(Passage provided):
It seems like a well known "dirty little secret" (except maybe in Washington) that the dollar is in deeeep trouble. Yet, most people in the United States don't know about it, or assume that since it has been going on for so long, it is just the way it is. According to many of the Nation's and the World's top authorities, after more than half a century as dominant global reference currency, the U.S. dollar is well into the early phases of losing its dominant status. As investors, this is the stuff we should really know about and understand, even if it is not popular. Our future wealth depends on it!

 

The beauty about historic data is that it does not lie. You can debate how strong or weak the dollar is, has been or is going to be, and who is to blame, but the facts lay it all out very clearly:

 

* Since 1971, when the dollar's gold peg was broken by President Richard Nixon ®, the U.S. dollar has lost over two thirds of its value against "hard" currencies like the Swiss franc

* Since the beginning of 2002, a little over 5 years ago, the U.S. Dollar Index has lost 33% of its value (it takes a 50% gain to make that up)

* Just this week, the U.S. dollar marked major lows against several currencies (e.g. the British pound and New Zealand dollar hit 26 year highs and today, the euro traded at an all-time high over the $1.38 mark!)

 

The U.S. dollar long term health history is best depicted by a plot of the U.S. Dollar Index, commonly referred to as the USDX . The USDX is the measure used most widely to gage how the U.S. dollar is doing against a basket of international currencies. The U.S. Federal Reserve Bank (Fed) began calculation of the USDX in 1973 to provide an external bilateral trade-weighted average. The six component currencies weighted against the U.S. dollar are: the euro, Japanese yen, British pound, Canadian dollar, Swedish krona and Swiss franc. With the VERY long term support line right around 80.5, we stand near a deep precipice (today's close at 80.58!). If the index now closes and stays below that level, it means that the dollar is going much lower.

 

As the U.S. dollar is freely floated against global currencies, its value is set in the foreign exchange markets, and is ultimately dictated by the collective perception of global investors. The U.S. dollar is the common stock of the United States and, sooner than later it seems, the perception of its fundamentals and the confidence in management will reflect on the true future value of its shares.

(Information supplied):
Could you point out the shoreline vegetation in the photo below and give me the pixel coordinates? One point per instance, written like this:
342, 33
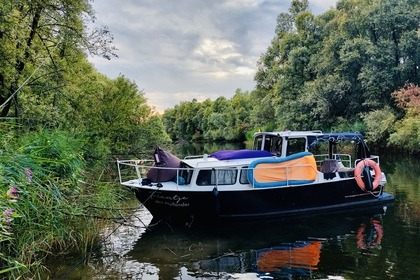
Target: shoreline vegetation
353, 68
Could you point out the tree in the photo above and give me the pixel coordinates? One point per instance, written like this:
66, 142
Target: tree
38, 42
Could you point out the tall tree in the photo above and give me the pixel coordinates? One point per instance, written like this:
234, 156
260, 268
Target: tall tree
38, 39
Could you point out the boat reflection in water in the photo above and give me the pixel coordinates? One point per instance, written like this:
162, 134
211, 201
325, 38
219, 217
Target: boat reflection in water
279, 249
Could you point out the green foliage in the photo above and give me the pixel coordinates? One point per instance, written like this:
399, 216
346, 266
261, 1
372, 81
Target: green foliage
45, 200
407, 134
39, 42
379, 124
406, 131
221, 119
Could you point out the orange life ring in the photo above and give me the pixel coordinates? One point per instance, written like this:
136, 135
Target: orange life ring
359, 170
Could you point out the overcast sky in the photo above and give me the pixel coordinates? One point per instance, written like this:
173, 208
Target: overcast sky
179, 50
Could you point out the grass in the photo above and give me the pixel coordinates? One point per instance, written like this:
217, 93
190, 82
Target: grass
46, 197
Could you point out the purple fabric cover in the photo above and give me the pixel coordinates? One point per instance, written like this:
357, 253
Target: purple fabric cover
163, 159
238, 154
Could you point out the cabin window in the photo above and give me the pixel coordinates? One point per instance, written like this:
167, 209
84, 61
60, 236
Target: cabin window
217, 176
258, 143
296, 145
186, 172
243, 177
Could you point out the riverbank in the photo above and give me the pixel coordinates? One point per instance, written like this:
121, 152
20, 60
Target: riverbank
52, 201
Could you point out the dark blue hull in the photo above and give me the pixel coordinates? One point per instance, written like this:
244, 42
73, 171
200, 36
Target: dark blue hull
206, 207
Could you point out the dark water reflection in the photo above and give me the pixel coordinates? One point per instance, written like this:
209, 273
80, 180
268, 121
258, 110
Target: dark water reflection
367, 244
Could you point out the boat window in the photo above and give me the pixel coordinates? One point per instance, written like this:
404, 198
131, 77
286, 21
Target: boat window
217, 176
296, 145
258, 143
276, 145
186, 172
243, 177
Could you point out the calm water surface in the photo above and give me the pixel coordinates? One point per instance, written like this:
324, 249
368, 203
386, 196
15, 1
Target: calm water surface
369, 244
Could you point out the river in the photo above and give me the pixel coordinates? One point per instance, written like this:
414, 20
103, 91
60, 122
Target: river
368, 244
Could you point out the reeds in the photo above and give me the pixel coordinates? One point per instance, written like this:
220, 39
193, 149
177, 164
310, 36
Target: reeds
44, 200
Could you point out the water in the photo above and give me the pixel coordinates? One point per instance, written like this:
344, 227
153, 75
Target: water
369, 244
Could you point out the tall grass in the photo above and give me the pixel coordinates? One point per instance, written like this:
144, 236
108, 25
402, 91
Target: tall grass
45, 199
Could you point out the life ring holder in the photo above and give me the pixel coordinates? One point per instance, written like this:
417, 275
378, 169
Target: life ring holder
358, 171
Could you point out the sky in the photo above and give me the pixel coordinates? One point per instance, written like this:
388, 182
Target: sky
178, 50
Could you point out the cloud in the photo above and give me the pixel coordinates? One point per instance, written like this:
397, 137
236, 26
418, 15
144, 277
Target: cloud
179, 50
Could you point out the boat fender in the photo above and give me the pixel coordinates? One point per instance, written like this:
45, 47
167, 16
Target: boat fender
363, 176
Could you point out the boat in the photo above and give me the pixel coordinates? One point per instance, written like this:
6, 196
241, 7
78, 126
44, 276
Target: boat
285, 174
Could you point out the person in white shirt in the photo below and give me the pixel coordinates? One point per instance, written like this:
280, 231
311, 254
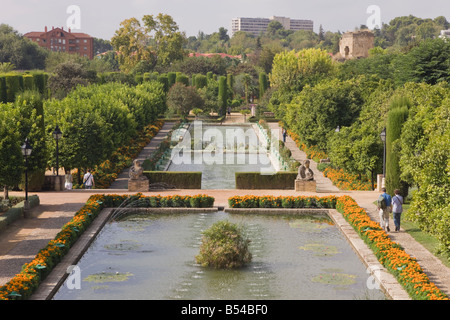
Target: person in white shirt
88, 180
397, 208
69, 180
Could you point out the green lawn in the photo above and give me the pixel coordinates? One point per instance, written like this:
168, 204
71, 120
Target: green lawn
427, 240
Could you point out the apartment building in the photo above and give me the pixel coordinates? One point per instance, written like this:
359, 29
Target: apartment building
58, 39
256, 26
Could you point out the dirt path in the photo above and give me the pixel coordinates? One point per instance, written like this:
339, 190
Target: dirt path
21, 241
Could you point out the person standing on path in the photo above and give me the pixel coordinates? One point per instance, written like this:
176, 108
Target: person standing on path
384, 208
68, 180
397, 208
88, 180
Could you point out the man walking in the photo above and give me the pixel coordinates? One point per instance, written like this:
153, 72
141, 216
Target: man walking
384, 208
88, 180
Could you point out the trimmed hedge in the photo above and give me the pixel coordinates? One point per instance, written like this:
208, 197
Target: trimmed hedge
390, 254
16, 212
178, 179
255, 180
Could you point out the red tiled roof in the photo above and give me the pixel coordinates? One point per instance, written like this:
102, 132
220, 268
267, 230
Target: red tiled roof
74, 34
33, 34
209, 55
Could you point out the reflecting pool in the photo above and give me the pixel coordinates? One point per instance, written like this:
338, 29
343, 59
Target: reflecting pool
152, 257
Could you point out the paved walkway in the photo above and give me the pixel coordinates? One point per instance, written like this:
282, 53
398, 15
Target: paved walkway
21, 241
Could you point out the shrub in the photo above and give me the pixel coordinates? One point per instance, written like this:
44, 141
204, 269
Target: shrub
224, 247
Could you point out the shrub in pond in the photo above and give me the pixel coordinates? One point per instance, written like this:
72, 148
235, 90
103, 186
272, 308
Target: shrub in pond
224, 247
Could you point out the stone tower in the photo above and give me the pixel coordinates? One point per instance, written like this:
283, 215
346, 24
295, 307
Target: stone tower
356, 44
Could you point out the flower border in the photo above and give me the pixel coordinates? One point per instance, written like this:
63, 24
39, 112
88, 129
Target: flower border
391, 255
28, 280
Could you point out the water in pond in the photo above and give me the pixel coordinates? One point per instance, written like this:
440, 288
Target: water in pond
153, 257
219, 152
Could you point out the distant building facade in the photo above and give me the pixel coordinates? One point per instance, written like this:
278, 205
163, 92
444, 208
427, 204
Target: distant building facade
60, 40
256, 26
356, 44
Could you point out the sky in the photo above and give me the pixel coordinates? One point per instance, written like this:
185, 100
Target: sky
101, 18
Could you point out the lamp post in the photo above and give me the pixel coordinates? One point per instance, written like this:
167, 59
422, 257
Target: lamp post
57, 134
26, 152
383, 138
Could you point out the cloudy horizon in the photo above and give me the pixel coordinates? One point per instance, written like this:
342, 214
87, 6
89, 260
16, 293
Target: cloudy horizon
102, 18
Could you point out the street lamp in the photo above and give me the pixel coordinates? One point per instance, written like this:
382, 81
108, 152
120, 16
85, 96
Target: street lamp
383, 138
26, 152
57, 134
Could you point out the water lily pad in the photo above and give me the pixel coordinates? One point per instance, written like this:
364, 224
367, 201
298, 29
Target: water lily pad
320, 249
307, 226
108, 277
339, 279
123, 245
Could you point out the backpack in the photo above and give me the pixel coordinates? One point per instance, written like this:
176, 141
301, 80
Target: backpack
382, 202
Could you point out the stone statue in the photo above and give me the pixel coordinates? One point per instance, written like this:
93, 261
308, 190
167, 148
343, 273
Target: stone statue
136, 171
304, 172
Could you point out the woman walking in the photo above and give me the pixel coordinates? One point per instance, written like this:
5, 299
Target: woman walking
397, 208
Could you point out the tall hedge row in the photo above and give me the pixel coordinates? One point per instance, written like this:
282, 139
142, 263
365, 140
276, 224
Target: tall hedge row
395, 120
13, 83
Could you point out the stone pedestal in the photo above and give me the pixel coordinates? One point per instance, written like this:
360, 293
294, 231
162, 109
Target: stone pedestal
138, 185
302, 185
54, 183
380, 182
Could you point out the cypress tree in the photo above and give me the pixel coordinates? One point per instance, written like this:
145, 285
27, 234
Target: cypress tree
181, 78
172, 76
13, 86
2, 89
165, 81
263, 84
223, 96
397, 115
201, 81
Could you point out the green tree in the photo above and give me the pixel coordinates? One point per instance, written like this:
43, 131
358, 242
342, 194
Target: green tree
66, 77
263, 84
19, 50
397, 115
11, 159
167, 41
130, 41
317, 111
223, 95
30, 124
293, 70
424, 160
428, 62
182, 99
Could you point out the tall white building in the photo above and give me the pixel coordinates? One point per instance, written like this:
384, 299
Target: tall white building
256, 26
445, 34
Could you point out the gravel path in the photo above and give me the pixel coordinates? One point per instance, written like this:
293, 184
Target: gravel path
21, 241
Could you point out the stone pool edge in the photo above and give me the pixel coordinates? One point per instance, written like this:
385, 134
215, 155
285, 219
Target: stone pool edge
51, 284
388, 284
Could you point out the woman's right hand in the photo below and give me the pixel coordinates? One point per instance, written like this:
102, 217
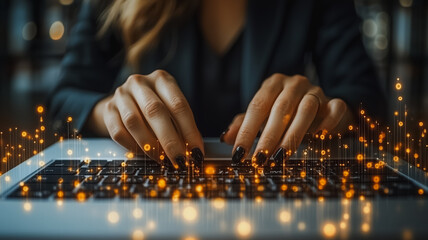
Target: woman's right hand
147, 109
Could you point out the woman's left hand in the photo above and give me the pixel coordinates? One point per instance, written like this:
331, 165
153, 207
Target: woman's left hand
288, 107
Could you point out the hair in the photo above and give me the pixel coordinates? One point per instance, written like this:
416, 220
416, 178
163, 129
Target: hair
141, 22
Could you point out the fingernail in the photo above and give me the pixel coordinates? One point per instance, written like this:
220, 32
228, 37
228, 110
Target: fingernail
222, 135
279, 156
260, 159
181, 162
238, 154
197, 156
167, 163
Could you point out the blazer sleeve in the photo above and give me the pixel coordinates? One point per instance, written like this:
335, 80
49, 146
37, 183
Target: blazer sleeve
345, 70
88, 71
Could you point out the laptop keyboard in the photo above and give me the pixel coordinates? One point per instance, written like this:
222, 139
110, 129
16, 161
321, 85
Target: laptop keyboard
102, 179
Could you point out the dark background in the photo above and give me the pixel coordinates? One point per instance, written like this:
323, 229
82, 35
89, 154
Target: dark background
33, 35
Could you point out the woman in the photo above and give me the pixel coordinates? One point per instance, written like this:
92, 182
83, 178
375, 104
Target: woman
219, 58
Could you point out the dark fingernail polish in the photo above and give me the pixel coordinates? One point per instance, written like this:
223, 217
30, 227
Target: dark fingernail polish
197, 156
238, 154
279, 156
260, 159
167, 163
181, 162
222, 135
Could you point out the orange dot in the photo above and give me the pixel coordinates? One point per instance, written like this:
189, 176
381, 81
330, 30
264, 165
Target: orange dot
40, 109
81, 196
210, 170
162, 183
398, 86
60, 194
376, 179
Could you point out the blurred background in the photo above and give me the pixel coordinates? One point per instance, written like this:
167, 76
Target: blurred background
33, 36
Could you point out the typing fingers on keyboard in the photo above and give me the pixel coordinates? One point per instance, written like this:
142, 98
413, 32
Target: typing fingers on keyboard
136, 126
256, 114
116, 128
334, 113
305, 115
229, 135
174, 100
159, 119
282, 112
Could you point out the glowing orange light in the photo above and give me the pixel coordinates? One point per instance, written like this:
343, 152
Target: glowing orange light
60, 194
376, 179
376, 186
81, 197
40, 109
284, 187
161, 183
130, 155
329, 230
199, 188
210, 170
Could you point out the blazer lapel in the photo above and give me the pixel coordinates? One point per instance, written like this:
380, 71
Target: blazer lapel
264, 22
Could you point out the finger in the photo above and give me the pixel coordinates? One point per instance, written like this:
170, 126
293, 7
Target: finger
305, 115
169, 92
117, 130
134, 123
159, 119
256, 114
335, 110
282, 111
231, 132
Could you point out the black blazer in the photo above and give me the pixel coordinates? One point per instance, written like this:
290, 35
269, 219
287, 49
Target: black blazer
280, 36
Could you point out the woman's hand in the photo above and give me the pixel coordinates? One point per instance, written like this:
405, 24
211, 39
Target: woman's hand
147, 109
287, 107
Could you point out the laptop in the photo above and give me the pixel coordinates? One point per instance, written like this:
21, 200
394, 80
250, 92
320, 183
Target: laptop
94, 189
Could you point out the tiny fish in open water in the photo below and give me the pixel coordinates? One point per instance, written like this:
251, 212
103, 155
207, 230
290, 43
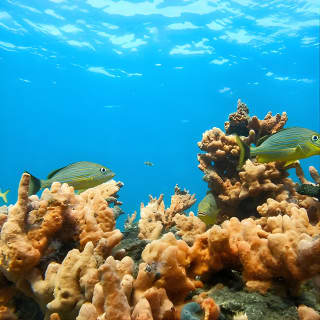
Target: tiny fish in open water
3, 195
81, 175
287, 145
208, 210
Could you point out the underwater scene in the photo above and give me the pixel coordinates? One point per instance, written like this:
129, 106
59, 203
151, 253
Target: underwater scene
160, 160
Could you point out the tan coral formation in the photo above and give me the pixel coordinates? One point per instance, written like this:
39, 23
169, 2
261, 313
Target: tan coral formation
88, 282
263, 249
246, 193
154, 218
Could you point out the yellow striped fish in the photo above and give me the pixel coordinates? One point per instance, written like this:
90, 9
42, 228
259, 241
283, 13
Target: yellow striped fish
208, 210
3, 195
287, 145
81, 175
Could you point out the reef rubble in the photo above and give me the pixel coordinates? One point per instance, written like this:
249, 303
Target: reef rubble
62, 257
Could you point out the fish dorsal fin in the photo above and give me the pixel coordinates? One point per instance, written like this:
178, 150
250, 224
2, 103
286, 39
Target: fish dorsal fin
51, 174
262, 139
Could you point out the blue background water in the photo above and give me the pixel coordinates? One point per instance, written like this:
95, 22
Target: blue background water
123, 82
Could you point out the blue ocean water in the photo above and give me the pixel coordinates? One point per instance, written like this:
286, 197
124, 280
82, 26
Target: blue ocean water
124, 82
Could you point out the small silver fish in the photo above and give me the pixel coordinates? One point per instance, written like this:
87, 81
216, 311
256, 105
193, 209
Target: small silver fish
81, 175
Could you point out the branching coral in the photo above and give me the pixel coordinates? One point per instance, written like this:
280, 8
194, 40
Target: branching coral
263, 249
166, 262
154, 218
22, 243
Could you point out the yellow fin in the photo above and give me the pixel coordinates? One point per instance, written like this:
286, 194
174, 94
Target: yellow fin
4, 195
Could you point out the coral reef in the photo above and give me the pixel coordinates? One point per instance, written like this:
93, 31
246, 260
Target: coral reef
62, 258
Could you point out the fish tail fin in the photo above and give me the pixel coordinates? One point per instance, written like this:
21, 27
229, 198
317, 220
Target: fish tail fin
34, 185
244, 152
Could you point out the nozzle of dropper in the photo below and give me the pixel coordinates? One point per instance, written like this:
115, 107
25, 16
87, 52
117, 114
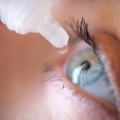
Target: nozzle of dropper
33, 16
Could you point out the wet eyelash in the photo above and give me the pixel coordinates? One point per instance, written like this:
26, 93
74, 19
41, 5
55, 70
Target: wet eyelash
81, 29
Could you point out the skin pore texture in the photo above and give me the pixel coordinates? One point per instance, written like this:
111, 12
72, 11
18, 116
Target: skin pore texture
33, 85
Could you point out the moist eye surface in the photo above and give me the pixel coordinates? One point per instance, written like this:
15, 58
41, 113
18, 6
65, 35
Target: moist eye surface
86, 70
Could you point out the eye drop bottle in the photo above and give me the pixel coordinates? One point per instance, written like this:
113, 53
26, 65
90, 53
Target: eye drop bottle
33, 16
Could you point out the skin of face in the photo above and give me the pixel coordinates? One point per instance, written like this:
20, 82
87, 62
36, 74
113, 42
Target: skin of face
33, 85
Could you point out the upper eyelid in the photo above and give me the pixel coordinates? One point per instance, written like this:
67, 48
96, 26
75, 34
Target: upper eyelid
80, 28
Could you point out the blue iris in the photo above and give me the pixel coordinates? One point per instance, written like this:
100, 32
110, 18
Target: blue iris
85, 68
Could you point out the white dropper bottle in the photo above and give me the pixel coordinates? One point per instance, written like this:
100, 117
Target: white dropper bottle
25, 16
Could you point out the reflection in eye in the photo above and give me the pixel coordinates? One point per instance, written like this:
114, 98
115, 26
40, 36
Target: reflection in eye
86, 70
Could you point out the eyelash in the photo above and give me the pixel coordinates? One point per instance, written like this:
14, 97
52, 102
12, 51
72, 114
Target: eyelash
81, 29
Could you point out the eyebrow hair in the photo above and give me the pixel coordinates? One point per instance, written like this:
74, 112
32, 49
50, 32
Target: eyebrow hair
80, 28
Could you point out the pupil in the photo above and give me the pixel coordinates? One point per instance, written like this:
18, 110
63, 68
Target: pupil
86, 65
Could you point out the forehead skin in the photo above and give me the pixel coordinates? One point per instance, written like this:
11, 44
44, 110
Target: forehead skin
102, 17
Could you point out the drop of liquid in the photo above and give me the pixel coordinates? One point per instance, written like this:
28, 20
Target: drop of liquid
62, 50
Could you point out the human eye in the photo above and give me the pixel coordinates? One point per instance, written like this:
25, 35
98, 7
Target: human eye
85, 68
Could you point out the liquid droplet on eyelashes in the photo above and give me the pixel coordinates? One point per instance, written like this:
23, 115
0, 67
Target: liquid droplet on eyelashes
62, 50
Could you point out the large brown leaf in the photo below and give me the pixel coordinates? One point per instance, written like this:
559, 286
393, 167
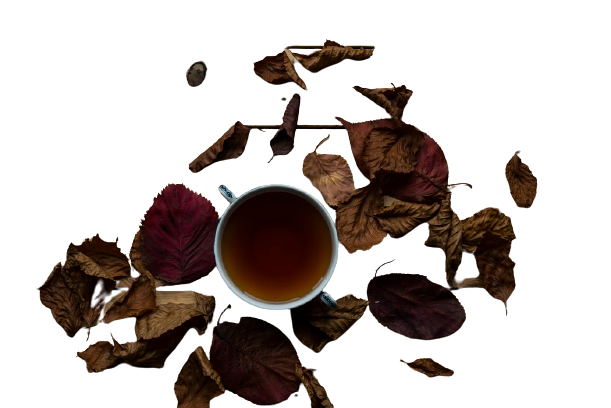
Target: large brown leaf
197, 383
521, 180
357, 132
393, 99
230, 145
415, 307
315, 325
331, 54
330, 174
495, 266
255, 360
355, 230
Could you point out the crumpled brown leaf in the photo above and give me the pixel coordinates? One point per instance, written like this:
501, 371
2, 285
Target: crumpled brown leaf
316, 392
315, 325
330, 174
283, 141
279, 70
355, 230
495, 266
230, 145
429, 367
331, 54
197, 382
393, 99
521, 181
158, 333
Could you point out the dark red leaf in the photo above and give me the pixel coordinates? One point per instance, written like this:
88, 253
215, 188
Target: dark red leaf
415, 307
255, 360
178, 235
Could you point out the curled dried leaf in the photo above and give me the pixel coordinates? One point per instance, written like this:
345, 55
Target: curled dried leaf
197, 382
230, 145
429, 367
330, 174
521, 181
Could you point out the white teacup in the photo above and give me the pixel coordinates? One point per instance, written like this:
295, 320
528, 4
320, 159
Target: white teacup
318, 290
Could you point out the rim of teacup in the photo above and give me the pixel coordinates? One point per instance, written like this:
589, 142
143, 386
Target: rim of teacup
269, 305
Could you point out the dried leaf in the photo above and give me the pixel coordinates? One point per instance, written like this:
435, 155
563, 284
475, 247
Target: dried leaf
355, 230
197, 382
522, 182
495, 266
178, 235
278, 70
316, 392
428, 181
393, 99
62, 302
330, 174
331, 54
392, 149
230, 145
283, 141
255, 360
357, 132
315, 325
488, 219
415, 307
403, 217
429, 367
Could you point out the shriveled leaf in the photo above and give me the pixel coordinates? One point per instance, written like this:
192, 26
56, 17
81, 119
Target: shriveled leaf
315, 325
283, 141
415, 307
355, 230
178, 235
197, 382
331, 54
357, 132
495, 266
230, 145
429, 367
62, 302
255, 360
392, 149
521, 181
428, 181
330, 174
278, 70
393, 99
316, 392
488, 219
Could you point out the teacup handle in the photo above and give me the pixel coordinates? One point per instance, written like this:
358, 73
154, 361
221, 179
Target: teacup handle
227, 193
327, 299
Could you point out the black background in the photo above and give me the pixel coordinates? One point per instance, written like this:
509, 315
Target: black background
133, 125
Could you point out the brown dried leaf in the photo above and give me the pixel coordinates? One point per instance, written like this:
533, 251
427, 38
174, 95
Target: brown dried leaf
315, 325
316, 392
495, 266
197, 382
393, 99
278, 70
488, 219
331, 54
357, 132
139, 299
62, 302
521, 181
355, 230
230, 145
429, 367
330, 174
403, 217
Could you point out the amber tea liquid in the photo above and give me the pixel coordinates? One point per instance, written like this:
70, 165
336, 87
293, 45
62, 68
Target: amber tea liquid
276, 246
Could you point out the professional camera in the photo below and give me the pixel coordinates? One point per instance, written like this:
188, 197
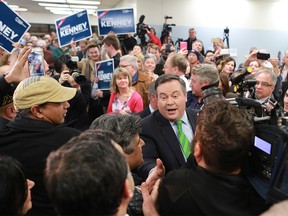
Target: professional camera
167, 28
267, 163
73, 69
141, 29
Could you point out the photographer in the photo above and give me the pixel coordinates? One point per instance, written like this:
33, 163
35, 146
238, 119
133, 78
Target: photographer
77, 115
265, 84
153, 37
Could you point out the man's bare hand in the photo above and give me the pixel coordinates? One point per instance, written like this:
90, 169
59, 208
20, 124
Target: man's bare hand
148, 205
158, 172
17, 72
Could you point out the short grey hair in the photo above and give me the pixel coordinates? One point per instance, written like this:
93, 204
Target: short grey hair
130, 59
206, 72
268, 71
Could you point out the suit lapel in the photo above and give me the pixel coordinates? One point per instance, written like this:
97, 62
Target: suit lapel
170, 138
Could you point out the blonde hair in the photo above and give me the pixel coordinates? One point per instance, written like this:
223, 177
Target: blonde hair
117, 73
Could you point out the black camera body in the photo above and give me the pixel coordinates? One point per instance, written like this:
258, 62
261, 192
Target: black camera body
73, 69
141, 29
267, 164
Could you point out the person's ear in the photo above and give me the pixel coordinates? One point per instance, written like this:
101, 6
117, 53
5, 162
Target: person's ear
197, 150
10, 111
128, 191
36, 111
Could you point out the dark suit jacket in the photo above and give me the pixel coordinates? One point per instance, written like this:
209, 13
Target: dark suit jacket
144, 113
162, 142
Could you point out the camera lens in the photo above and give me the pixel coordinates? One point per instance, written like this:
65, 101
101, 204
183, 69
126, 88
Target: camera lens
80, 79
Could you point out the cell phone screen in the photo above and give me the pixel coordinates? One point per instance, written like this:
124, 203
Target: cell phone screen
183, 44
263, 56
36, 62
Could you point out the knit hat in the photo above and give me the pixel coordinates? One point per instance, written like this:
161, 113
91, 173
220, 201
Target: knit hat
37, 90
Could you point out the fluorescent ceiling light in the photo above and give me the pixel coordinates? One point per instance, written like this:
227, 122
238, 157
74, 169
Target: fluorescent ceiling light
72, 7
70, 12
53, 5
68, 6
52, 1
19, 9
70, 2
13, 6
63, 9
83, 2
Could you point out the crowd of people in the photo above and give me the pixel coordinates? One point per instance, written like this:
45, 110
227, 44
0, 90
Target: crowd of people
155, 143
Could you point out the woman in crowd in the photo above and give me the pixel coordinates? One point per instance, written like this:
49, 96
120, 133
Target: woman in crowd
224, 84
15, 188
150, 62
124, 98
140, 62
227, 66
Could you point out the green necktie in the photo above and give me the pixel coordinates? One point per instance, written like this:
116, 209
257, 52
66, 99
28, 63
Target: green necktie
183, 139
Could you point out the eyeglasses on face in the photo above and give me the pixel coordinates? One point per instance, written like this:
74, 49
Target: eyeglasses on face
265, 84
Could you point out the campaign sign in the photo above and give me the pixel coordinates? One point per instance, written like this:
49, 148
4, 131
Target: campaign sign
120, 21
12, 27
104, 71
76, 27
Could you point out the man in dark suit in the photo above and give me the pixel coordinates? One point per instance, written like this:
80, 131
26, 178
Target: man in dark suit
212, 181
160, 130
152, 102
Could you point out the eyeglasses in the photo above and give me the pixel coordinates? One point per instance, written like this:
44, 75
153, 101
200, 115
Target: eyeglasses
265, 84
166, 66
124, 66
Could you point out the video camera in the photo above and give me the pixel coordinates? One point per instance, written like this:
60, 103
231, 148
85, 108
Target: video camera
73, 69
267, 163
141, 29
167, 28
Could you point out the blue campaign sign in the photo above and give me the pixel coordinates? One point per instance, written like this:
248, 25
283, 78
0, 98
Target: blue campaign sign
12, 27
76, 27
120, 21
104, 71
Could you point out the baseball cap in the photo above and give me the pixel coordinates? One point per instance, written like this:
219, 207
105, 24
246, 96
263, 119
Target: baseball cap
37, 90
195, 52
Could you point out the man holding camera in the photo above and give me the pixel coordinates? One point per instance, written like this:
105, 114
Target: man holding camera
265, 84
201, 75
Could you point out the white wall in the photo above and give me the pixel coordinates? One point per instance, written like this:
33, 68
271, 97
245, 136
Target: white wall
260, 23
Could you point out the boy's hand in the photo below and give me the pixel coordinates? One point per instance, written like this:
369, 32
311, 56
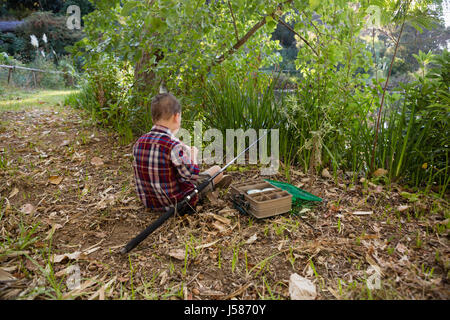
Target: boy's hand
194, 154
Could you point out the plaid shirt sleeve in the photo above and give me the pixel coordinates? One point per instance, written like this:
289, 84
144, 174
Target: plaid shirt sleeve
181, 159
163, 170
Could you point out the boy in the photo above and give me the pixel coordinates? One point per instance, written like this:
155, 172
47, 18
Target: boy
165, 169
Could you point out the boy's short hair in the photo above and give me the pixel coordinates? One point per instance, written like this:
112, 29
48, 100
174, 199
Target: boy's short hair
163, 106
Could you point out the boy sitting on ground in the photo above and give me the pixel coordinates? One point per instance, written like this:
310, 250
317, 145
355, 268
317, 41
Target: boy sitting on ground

(What you need to do):
• 1. In one to three sentences, explain why the passage on the U.S. dollar says the dollar's value is ultimately dictated by global investors.
• 2. Write the next part of the passage on the U.S. dollar, picking up after its final sentence.
The listing was taken from a different source than the text.

(Answers in order):
• 1. The U.S. dollar is freely floated against global currencies, so its value is set in the foreign exchange markets. That value is therefore ultimately dictated by the collective perception of global investors.

• 2.
Why is the U.S. dollar going lower? You take your pick:

 

* Global liquidity glut

* Long interest rates have changed their megatrend, upwards

* The housing market (e.g. subprime mortgage delinquencies at historic highs, foreclosure filings jumped to a new record during the first half of 2007- 926,000)

* The fiscal and monetary policies of the U.S. Government is leading to enormous triple deficits (Trade, Budget, and Current Account). Just this week, the Commerce Department announced a widening U.S. trade deficit, despite record exports

* Lower foreign appetite for U.S. debt (the Fed announced that in recent weeks, foreign central banks have become net sellers)

* A rapidly growing number of countries announcing plans to diversify their foreign reserves out of the U.S. dollar (e.g. China, Qatar, Russia, Sweden and United Arab Emirates).

* A rapidly growing number of natural resource countries will no longer accept the U.S. dollar as payment

* The on-going war on terrorism and exploding energy costs

 

It is hard to tell which of these factors comes first, which has the biggest influence, and which will trigger the next slide, but taken together they are formidable. The downward spiral appears inevitable as the U.S. Government, as so many before it, will likely continue to choose flooding the market with liquidity (debasement of the currency) over responsible fiscal and monetary policy (and economic depression).

 

Ultimately, what is playing out is a giant transfer of wealth, financial power and control (can you hear the sucking sound? ). It took a long time to gather up this financial "perfect storm" and it will in all likelihood take years to run its course, yet the speed and breath of what will occur will stun many.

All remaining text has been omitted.